Après l’importante manifestation nationaliste le 3 février à Ajaccio, trois jours avant la venue du président pour commémorer le vingtième anniversaire de l’assassinat du préfet Érignac, Emmanuel Macron a pris la parole avec quelques minutes de retard, vers 15h40, au centre culturel « Alb’Oru » de Bastia. Dans un décor qui annonçait en quelque sorte la teneur de « sa vision » pour l’île de Beauté « au sein de la République » : un classique pupitre aux couleurs tricolores, et cinq paires de drapeaux français et européens derrière lui – sans une seule bandiere à tête de Maure.

Si le Président a voulu paraître conciliant, il a surtout, en dépit de son discours à Furiani lors de sa campagne présidentielle qui avait laissé quelques espoirs sur la « question corse » aux nationalistes, et de sa profession de foi en faveur d’un « pacte girondin » exprimée en juillet dernier, fermé la porte aux principales revendications des « natios ».

DONNÉES FOURNIES:
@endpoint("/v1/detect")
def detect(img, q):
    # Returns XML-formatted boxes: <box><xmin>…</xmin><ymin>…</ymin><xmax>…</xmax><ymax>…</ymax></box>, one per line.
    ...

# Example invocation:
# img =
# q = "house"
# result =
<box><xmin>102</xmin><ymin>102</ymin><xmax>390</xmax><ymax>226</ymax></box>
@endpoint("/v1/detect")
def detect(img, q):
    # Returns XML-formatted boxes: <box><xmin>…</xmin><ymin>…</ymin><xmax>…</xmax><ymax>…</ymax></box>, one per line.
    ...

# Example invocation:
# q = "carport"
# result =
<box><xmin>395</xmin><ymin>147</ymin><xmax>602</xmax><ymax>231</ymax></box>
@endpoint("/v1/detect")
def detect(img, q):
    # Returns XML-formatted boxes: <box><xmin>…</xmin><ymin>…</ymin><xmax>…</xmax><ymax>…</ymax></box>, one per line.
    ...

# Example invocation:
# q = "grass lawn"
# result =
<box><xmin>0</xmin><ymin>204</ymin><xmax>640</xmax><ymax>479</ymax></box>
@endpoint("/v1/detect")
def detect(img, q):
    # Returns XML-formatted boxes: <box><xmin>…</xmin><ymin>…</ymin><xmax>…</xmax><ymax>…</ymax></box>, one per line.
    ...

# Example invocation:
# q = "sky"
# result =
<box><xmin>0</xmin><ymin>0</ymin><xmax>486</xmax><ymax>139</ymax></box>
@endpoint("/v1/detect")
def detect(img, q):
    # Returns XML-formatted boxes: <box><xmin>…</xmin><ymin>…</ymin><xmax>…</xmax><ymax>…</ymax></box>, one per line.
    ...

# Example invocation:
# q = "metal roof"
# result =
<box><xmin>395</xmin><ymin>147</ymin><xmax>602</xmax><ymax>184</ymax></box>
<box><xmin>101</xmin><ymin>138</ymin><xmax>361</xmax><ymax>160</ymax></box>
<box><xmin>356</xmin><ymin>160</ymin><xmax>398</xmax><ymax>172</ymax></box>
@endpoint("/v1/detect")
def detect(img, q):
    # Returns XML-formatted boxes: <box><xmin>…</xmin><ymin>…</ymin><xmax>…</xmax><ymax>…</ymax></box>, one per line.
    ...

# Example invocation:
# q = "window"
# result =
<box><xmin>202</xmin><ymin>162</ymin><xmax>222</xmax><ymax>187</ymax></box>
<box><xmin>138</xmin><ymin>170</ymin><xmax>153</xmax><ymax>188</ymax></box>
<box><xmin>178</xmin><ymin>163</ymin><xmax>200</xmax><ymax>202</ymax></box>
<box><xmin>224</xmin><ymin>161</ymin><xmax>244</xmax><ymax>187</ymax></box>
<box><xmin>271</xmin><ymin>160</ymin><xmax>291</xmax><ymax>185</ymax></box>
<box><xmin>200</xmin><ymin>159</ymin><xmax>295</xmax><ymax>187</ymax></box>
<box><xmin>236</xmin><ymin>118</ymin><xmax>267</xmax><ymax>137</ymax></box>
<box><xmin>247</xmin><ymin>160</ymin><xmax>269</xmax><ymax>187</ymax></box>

CONSIGNE À SUIVRE:
Prolongez le passage sur le discours d'Emmanuel Macron à Bastia en reprenant après sa dernière phrase. Les lignes n'ont aucun lien avec le passage.

RÉPONSE:
Niet à la co-officialité de la langue corse : s’il défend le concept de bilinguisme, celui-ci « n’est pas la co-officialité car dans la République, il y a une langue officielle, le français, premier sédiment de la nation française ». Et d’ajouter qu’il n’accepterait « jamais de réserver à celui qui parle corse tel ou tel emploi », refusant là le principe d’une préférence régionale pour les embauches.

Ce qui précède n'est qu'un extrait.